─── Data to use ───
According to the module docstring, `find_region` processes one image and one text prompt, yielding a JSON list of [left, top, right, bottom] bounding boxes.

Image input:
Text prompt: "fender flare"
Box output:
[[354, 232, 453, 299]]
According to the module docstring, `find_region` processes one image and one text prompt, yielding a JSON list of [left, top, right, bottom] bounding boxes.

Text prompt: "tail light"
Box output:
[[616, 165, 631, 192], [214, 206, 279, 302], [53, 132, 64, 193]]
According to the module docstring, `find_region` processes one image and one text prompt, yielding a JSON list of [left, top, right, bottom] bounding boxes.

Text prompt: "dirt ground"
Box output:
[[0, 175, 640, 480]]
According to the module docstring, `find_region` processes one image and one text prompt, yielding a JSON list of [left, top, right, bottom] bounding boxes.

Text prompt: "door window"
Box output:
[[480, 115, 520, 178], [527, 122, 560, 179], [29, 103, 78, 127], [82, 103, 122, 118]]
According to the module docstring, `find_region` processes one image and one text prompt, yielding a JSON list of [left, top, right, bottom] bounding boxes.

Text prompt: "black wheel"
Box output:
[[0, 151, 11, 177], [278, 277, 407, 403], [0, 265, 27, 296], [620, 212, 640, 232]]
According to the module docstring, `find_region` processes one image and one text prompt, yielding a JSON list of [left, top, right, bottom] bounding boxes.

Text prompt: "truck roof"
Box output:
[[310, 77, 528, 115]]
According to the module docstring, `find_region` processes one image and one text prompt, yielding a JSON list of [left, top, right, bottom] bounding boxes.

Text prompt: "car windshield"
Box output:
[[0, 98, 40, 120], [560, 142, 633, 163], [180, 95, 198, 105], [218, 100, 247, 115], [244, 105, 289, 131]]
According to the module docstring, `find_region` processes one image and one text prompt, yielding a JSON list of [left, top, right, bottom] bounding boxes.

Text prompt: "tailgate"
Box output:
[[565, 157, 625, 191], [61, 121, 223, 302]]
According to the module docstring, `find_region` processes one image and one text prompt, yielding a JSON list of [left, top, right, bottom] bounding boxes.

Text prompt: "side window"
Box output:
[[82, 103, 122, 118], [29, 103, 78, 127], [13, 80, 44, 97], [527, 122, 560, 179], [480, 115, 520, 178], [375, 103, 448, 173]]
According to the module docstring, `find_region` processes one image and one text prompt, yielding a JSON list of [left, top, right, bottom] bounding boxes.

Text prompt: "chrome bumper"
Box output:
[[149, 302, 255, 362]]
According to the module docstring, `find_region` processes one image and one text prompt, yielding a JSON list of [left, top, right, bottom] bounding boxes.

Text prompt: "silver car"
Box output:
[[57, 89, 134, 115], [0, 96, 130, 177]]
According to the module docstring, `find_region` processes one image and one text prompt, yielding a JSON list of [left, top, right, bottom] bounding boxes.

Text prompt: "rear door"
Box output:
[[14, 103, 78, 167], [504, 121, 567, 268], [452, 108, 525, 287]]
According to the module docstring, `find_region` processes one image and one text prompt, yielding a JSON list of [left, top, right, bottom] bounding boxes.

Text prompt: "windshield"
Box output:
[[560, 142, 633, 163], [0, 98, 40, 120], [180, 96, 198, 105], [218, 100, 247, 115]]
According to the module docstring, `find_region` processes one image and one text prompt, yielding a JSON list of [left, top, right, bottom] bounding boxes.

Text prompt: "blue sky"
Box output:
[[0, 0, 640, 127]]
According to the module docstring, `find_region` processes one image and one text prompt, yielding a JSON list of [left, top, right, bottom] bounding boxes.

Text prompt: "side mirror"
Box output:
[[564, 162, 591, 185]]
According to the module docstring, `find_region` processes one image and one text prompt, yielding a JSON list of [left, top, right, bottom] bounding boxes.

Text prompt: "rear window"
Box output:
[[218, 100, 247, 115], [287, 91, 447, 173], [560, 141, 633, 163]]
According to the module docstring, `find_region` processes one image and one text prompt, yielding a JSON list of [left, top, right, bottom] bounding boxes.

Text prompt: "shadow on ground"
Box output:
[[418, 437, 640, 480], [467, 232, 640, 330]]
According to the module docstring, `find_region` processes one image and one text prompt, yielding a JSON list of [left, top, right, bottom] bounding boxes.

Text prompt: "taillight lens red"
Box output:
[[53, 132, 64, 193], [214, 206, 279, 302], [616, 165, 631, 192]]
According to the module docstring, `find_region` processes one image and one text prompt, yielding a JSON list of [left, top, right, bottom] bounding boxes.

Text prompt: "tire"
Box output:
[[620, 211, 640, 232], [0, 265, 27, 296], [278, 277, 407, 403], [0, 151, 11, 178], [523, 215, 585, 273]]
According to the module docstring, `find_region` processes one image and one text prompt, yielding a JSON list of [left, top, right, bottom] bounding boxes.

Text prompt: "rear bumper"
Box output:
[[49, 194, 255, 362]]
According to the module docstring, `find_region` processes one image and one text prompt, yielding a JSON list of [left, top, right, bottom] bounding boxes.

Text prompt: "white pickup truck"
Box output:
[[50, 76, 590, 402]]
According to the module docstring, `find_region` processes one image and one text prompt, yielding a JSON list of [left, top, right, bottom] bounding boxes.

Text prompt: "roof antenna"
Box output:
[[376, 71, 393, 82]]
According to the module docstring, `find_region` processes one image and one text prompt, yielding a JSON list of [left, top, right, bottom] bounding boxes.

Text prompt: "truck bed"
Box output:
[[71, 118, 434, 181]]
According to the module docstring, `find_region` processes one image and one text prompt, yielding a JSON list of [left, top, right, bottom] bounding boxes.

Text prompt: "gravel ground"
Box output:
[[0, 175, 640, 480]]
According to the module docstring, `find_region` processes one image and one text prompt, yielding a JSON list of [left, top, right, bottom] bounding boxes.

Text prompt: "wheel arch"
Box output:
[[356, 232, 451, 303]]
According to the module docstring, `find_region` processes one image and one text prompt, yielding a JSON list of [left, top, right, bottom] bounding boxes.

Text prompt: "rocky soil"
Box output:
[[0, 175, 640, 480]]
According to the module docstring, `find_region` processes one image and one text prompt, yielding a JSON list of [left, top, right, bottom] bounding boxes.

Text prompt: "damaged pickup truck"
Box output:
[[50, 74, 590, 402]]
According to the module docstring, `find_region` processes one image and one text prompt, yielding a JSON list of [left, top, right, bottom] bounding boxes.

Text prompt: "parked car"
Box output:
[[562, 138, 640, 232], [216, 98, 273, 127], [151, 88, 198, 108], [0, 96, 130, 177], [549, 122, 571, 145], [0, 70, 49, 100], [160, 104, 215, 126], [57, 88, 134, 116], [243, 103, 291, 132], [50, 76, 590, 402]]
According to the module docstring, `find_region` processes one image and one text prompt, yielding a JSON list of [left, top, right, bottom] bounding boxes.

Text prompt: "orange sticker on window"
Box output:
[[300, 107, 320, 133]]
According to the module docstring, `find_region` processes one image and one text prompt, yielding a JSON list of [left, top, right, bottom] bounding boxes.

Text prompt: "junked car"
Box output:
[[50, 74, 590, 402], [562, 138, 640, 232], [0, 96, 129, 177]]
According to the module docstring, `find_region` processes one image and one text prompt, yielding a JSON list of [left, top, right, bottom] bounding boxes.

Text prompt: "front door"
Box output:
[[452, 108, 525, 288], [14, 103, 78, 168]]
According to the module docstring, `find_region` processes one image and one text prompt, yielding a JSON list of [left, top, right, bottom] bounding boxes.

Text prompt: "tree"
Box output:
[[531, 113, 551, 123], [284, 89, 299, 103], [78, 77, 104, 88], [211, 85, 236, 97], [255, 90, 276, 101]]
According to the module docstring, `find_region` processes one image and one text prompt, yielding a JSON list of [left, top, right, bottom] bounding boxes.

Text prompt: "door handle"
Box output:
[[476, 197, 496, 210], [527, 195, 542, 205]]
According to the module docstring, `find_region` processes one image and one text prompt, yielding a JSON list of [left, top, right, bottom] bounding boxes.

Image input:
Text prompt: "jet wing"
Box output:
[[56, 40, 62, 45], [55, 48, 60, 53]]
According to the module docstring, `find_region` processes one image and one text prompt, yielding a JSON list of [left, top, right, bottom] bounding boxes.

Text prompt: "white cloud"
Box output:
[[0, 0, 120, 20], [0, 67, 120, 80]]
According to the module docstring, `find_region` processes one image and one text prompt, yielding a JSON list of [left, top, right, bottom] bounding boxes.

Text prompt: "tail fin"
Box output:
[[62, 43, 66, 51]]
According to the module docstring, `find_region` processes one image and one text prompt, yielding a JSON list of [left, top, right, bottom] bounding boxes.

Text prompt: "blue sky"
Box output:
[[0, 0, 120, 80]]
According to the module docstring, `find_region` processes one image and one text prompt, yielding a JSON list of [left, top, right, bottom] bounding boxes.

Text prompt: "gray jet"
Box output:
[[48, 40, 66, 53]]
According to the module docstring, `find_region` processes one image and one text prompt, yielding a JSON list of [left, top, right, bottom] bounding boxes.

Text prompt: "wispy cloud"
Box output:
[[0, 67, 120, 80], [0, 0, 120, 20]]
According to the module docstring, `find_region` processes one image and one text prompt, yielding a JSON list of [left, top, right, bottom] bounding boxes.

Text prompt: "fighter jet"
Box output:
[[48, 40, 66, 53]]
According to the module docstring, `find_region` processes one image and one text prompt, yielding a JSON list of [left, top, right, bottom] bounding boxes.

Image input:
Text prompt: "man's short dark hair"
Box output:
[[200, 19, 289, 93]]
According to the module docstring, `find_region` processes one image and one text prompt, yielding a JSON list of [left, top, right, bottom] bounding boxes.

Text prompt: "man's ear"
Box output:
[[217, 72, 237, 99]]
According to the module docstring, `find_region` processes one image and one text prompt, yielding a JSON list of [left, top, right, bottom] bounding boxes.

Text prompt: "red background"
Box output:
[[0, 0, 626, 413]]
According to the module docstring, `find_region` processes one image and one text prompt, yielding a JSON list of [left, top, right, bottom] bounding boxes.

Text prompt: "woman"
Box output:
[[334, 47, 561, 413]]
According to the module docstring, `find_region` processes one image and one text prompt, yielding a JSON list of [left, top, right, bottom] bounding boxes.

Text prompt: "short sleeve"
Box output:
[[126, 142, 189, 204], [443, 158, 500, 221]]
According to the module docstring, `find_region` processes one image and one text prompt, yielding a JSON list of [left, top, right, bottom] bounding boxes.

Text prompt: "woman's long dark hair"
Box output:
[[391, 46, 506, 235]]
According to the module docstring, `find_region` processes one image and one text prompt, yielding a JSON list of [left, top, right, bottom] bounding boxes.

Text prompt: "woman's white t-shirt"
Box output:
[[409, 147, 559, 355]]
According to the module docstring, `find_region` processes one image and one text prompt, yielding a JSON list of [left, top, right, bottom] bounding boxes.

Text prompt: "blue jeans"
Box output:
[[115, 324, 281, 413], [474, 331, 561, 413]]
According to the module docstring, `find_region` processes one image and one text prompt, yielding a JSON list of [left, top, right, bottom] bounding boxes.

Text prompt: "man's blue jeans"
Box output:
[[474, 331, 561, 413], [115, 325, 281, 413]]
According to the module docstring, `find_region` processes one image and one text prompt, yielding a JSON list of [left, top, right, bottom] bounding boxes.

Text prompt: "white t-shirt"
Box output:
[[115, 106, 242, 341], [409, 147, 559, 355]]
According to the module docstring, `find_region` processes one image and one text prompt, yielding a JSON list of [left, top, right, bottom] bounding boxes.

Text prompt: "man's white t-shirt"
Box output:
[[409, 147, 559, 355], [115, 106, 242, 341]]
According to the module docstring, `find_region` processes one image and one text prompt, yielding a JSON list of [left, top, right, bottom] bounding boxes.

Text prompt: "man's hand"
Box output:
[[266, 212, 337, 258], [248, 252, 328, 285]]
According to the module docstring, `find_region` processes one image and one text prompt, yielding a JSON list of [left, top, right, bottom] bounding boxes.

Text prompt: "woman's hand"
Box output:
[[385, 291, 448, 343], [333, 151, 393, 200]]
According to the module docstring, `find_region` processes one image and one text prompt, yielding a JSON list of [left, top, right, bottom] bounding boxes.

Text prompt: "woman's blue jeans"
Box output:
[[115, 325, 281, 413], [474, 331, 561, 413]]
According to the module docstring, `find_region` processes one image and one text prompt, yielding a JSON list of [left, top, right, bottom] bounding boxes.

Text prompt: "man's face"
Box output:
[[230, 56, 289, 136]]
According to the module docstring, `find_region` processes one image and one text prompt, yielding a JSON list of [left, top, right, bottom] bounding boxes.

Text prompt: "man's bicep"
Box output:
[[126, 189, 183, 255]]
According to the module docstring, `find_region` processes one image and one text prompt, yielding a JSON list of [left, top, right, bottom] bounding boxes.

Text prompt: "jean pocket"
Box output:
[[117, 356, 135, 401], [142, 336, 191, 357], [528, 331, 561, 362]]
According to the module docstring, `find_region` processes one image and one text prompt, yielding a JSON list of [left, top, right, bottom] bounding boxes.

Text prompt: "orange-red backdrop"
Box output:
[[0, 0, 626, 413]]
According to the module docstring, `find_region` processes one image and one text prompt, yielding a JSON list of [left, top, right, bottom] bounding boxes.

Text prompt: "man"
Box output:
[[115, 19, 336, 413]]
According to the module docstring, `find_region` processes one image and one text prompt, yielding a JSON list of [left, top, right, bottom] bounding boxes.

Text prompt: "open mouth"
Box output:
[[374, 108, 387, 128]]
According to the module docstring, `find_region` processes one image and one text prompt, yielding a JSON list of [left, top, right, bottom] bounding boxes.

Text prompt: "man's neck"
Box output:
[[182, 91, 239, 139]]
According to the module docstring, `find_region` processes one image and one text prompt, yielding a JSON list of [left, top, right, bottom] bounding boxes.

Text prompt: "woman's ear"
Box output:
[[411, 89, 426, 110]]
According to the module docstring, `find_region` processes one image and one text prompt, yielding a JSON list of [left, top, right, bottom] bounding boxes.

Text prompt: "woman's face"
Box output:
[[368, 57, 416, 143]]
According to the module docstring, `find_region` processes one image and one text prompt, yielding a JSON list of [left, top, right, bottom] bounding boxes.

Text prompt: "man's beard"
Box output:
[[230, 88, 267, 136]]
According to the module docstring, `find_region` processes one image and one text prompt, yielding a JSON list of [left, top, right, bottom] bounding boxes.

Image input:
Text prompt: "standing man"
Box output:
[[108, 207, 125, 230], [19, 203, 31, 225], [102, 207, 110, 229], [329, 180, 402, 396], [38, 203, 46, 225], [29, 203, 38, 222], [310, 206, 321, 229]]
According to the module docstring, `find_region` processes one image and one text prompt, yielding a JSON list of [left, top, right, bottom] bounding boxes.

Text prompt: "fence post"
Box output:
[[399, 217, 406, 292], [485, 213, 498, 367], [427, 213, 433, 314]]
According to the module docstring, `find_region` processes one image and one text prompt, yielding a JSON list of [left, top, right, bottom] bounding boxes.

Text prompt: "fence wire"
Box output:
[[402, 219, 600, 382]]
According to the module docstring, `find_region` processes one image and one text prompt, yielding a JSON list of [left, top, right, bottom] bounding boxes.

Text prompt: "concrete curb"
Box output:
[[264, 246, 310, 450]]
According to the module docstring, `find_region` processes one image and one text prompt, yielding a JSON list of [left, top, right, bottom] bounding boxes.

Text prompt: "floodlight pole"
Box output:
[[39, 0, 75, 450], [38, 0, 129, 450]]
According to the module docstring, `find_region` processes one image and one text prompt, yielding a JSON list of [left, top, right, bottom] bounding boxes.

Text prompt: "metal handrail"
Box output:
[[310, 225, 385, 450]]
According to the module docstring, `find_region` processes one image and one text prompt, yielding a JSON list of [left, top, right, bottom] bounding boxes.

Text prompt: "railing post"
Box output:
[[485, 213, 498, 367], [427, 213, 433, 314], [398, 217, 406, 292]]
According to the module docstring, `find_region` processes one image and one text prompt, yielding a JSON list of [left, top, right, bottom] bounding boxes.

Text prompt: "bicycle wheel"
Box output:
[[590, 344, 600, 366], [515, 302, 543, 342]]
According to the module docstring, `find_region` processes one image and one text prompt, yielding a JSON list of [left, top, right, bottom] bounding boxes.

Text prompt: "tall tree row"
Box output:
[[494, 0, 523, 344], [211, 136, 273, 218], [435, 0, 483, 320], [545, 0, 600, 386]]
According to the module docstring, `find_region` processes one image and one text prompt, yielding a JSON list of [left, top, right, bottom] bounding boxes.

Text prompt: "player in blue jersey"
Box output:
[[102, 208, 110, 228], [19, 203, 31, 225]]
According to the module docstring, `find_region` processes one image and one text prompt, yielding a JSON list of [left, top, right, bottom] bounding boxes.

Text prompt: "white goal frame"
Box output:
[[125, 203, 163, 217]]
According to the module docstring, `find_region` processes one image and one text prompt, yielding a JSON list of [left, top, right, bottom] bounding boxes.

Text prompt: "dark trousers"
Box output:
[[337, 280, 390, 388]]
───
Gather every line above that contains the word "short", matching case exactly.

• In response
Text prompt: "man's short dark hair"
Text prompt: "short sleeve"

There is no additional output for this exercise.